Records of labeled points
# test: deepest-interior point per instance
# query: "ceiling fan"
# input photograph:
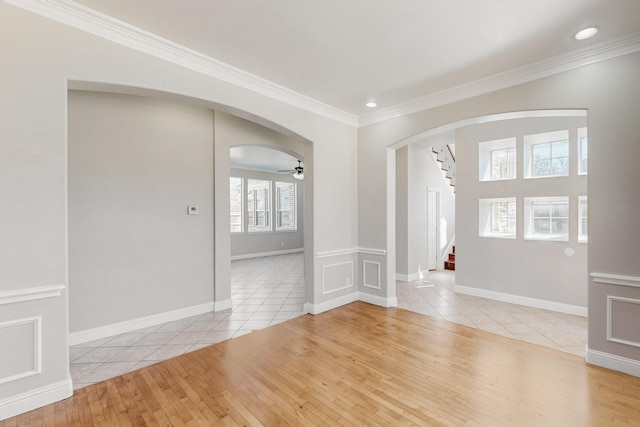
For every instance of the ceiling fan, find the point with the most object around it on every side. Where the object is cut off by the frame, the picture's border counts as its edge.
(297, 172)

### TASK DETAILS
Without the pictures, return all the records precisely as they stand.

### FINISHED TASK
# test: deepest-interior point per instance
# query: "ceiling fan"
# input photograph:
For every instance of the ceiling fan, find the point with the most object around it on every side. Where the object is cut off by the frame, the picture's border counts as its edge.
(297, 172)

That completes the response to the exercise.